**INSTRUCTIONS FOR THE TASK:**
Can you turn the rows below into a JSON list of strings, one string per line, covering every row and skipping blank lines? Leave the pictures out.

**RECORDS SUPPLIED:**
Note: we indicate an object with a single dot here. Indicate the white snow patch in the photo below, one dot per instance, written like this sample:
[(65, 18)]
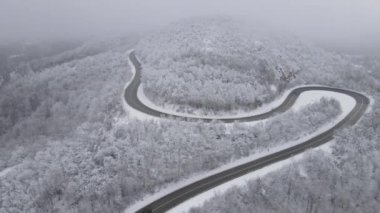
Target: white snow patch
[(200, 199), (6, 171), (346, 101), (170, 110), (260, 153), (133, 113)]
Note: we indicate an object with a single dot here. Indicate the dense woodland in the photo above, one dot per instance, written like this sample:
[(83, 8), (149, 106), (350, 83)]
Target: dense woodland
[(345, 180), (218, 65), (70, 147)]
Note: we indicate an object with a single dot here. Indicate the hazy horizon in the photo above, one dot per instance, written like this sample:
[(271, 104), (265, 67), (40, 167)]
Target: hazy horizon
[(344, 24)]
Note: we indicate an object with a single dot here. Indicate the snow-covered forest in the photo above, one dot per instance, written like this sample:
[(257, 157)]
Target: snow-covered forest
[(67, 145), (211, 63)]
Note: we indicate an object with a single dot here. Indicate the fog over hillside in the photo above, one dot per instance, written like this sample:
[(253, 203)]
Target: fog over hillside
[(345, 24), (108, 105)]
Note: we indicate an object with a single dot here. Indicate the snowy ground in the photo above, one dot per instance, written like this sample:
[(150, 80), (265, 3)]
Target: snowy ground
[(200, 199), (170, 109), (306, 98), (6, 171)]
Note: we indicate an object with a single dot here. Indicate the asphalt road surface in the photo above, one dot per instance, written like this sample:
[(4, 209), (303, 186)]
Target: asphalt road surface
[(171, 200)]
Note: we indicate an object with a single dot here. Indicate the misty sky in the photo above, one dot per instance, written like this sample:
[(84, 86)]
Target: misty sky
[(343, 21)]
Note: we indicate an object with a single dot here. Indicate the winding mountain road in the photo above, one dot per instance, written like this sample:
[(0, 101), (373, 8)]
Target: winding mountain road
[(172, 199)]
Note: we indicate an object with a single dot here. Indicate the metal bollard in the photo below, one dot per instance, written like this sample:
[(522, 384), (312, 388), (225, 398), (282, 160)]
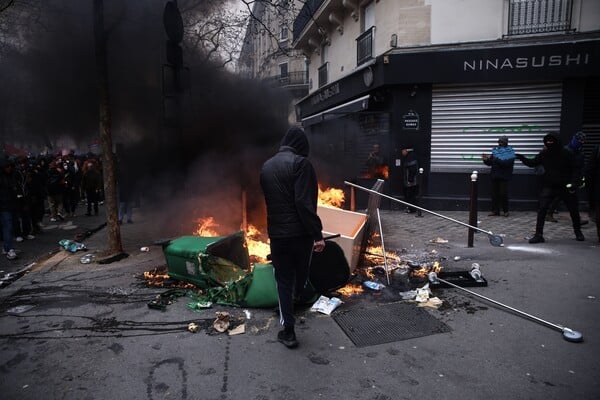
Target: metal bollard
[(472, 208), (420, 193)]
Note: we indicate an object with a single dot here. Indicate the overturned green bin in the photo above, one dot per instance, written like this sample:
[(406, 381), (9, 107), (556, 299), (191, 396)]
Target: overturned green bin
[(207, 261)]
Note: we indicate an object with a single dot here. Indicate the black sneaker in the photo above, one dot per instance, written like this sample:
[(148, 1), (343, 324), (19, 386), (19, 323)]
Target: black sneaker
[(287, 338), (537, 239)]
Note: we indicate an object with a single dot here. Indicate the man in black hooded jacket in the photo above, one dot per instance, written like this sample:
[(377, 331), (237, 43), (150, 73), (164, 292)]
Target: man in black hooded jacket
[(290, 187), (560, 177)]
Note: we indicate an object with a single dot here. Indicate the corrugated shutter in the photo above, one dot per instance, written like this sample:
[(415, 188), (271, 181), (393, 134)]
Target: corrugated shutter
[(468, 119)]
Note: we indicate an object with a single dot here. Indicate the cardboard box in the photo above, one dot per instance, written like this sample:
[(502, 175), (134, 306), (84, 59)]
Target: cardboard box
[(350, 225)]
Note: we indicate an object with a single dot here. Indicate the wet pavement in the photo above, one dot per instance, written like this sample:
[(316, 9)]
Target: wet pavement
[(84, 331)]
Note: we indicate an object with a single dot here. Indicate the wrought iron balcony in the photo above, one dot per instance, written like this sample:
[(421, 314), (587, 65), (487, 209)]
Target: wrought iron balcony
[(539, 16), (294, 78), (364, 46)]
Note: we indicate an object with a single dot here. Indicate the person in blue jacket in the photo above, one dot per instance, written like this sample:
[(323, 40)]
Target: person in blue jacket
[(502, 160)]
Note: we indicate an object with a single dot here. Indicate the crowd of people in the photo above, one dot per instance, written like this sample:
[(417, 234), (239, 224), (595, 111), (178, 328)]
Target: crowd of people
[(54, 185)]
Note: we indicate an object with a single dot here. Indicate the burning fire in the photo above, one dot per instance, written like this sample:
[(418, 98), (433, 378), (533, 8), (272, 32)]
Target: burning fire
[(331, 197), (423, 271), (206, 227), (350, 289)]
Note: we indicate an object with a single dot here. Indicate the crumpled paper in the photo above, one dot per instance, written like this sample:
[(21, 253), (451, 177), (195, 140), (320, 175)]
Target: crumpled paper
[(221, 324)]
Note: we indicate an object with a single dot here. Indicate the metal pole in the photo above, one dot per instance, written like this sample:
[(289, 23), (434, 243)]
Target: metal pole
[(387, 272), (472, 208)]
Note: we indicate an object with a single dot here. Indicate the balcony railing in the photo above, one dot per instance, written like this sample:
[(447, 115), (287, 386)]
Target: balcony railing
[(364, 46), (289, 79), (323, 75), (539, 16)]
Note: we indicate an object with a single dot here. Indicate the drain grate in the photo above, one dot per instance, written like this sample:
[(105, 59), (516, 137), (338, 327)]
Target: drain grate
[(387, 323)]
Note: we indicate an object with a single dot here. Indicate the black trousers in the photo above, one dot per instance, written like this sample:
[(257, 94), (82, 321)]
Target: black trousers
[(291, 261), (499, 195), (547, 195)]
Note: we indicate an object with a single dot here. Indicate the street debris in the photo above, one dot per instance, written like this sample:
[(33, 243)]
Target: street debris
[(87, 259), (71, 245), (326, 305), (221, 324), (238, 330), (373, 285), (439, 240)]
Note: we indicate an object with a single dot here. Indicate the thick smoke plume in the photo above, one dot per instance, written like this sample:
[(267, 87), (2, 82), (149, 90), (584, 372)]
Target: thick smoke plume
[(201, 166)]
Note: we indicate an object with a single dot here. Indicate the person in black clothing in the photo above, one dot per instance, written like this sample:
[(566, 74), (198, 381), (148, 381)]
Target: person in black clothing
[(559, 180), (410, 173), (289, 184)]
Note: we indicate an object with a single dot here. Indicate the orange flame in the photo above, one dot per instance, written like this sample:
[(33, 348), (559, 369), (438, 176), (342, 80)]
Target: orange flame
[(331, 197), (206, 227), (350, 289)]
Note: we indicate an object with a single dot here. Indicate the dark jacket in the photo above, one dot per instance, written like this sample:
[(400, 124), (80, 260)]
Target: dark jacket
[(502, 161), (558, 162), (290, 187)]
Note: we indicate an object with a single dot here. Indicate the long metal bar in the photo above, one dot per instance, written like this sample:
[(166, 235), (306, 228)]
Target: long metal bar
[(533, 317), (387, 271), (417, 207)]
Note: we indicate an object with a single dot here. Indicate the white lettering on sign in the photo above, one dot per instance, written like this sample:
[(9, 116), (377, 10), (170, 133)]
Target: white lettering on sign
[(555, 60)]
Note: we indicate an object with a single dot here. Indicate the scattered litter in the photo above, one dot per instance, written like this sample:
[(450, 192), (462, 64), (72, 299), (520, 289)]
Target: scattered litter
[(71, 245), (238, 330), (423, 293), (221, 324), (200, 305), (20, 309), (432, 302), (326, 305), (88, 258), (409, 295), (373, 285), (439, 240)]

**EXERCISE RESULT:**
[
  "Note: we indicate an object with a single dot here. Indicate the white snow patch in the photo below, one dot per instance, written like this sample:",
  "[(65, 18)]",
  "Target: white snow patch",
  "[(200, 199), (6, 171), (346, 101), (170, 110), (260, 153), (133, 113)]",
  "Note: we indicate an object with a single dot here. Indicate the dense woodland in the photo above, one dot per instance, written like this sample:",
  "[(83, 8), (149, 106), (350, 83)]",
  "Target: dense woodland",
  "[(345, 180), (218, 65), (70, 147)]",
  "Note: we indicate an object with a single dot here. Indicate the hazy horizon in the photo above, one dot per instance, written like this sample:",
  "[(271, 104), (265, 67), (40, 167)]",
  "Target: hazy horizon",
  "[(344, 24)]",
  "Note: we indicate an object with a single dot here. Indicate the snow-covered forest in the photo above, one dot per instance, written like this sample:",
  "[(257, 157)]",
  "Target: snow-covered forest",
  "[(67, 145), (211, 63)]",
  "Note: we indicate an object with a single dot here. Indicate the fog over hillside in the photo above, one dot per instance, written like this sample:",
  "[(253, 203)]",
  "Target: fog over hillside",
  "[(345, 24), (108, 105)]",
  "Note: we indicate an object with a single dot here. Indicate the snowy ground in the photo above, one dot per instance, written like this sample:",
  "[(150, 80), (265, 3)]",
  "Target: snowy ground",
  "[(200, 199), (170, 109), (306, 98), (6, 171)]",
  "Note: we indicate an object with a single dot here. Indicate the asphalt road surface in the photo above, one dot per instance, written like this sample:",
  "[(4, 209), (303, 186)]",
  "Target: asphalt road surface",
  "[(171, 200)]",
  "Note: we indicate an object with a single dot here. Indicate the misty sky in the photo above, one dot per instance, written like this sample:",
  "[(84, 86)]",
  "Target: misty sky",
  "[(343, 21)]",
  "Note: we indicate an object with a single dot here. Indicate the winding mountain road in the photo above, one dot per instance, written like this sample:",
  "[(0, 101), (373, 8)]",
  "Target: winding mountain road",
  "[(172, 199)]",
  "Note: we indicate an object with a single dot here. Indicate the metal bollard in the photo below, one dot per instance, written like this sample:",
  "[(522, 384), (312, 388), (225, 398), (282, 160)]",
  "Target: metal bollard",
  "[(472, 208), (420, 193)]",
  "Note: we indicate an object with a single dot here. Indicate the overturned green bin in the photo above, one dot per instance, written like this sample:",
  "[(406, 381), (9, 107), (556, 299), (191, 396)]",
  "Target: overturned green bin",
  "[(207, 261)]",
  "Note: we indicate an object with a single dot here. Indicate the black sneaker in the photo above, one dot per instance, written like this sample:",
  "[(148, 1), (343, 324), (19, 386), (19, 323)]",
  "Target: black sneaker",
  "[(287, 338), (537, 239)]",
  "Note: we indicate an object with a single dot here. Indicate the man in black hooded jacket in the photo above, one dot per instance, written like this sample:",
  "[(377, 331), (237, 43), (150, 73), (164, 292)]",
  "Target: man in black hooded jacket",
  "[(290, 187), (560, 177)]",
  "Note: we indicate an object with a single dot here. Indicate the corrugated shutter in the photo above, one dot per instance, written like this sample:",
  "[(415, 188), (271, 181), (393, 134)]",
  "Target: corrugated shutter",
  "[(468, 119)]",
  "Note: we indicate an object with a single dot here. Indicate the cardboard box in the photo above, one dot per instance, written like this sample:",
  "[(502, 175), (134, 306), (84, 59)]",
  "Target: cardboard box",
  "[(350, 225)]",
  "Note: we indicate an object with a single dot here. Indicate the wet pavement in the photo above, one dot per instance, written like this sample:",
  "[(316, 9)]",
  "Target: wet pavement",
  "[(84, 331)]",
  "Note: we indicate an object with a single dot here. Indicate the wrought iron balcony in the photo above, one dot per instance, written like this sample:",
  "[(421, 314), (587, 65), (487, 209)]",
  "Target: wrought iron balcony",
  "[(539, 16), (294, 78), (364, 46)]",
  "Note: we indicate an object with a single dot here. Indicate the person in blue jacket in the photo above, one dot per instance, written like this sample:",
  "[(323, 40)]",
  "Target: person in blue jacket",
  "[(502, 160)]",
  "Note: we indicate an object with a single dot here. Indicate the crowd of people in the photo above, one dot per instance, written like this sample:",
  "[(417, 234), (239, 224), (595, 111), (178, 328)]",
  "Target: crowd of people",
  "[(54, 185)]",
  "Note: we indicate an object with a single dot here. Indicate the burning fire in the photo above, one dot per instance, written like this sample:",
  "[(418, 98), (433, 378), (533, 8), (272, 32)]",
  "Target: burning fire",
  "[(331, 197), (423, 271), (206, 227), (350, 289)]",
  "Note: we indicate an object with a single dot here. Indicate the crumpled paper in the photo above, one dot per instance, written like this sample:",
  "[(21, 253), (451, 177), (195, 140), (320, 175)]",
  "Target: crumpled paper",
  "[(221, 324)]",
  "Note: we indicate an object with a single dot here. Indicate the metal pole in the photo above, one dot per instance, written like this sample:",
  "[(289, 23), (434, 243)]",
  "Target: metal pole",
  "[(387, 272), (472, 208)]",
  "Note: we indicate an object with a single dot here. Indicate the balcony railing in the photo above, one dot per instance, written like this sample:",
  "[(447, 115), (287, 386)]",
  "Target: balcony railing",
  "[(364, 46), (289, 79), (323, 75), (539, 16)]",
  "Note: we indicate an object with a single dot here. Indicate the drain grate in the photo above, one dot per instance, written like this sample:",
  "[(105, 59), (516, 137), (338, 327)]",
  "Target: drain grate",
  "[(387, 323)]",
  "Note: we indicate an object with a single dot here. Indicate the black trousers in the photo above, one dot per instance, written like this sample:",
  "[(257, 94), (82, 321)]",
  "Target: black trousers",
  "[(291, 261), (499, 195), (547, 195)]",
  "Note: we indicate an object with a single dot here. Indicate the street debris in the photo above, one dot per instance, written like this sample:",
  "[(33, 243)]",
  "Target: street debris",
  "[(87, 259), (71, 245), (326, 305), (221, 324), (238, 330), (373, 285), (439, 240)]",
  "Note: we indicate an object with a single dot here. Indicate the thick smoke plume in the photo above, one dot per instance, written like this sample:",
  "[(267, 87), (2, 82), (149, 90), (584, 372)]",
  "Target: thick smoke plume",
  "[(201, 166)]",
  "Note: we indicate an object with a single dot here. Indicate the person in black clothing in the photo above, one dot per instance, written like this sample:",
  "[(566, 74), (198, 381), (148, 381)]",
  "Target: person in black clothing",
  "[(559, 180), (410, 173), (289, 184)]",
  "Note: we indicate an object with a single dot here. Indicate the orange flame in the photo above, one dot per instance, written like this sample:",
  "[(33, 348), (559, 369), (438, 176), (342, 80)]",
  "Target: orange flame",
  "[(331, 197), (206, 227), (350, 289)]",
  "Note: we indicate an object with a single dot here. Indicate the dark jacket in the photo above, one dot per instance, written like this sample:",
  "[(400, 124), (80, 260)]",
  "Target: dark jacket",
  "[(502, 161), (558, 162), (290, 187)]",
  "Note: we indicate an object with a single dot here. Indicate the long metal bar in the photo above, one dot per instance, written like this sample:",
  "[(166, 235), (306, 228)]",
  "Target: long metal bar",
  "[(533, 317), (387, 271), (417, 207)]",
  "Note: we indicate an object with a single dot here. Indicate the white lettering on sign in the photo above, one dot per instance, written like this sample:",
  "[(9, 116), (377, 10), (170, 133)]",
  "Target: white lettering on sign",
  "[(555, 60)]",
  "Note: we indicate an object with a single dot here. Indicate the scattered litter in the photo above, one dot per instance, written like this sample:",
  "[(450, 192), (462, 64), (72, 299), (520, 289)]",
  "Target: scattered litter",
  "[(71, 245), (238, 330), (423, 293), (221, 324), (200, 305), (20, 309), (432, 302), (326, 305), (88, 258), (409, 295), (373, 285), (439, 240)]"
]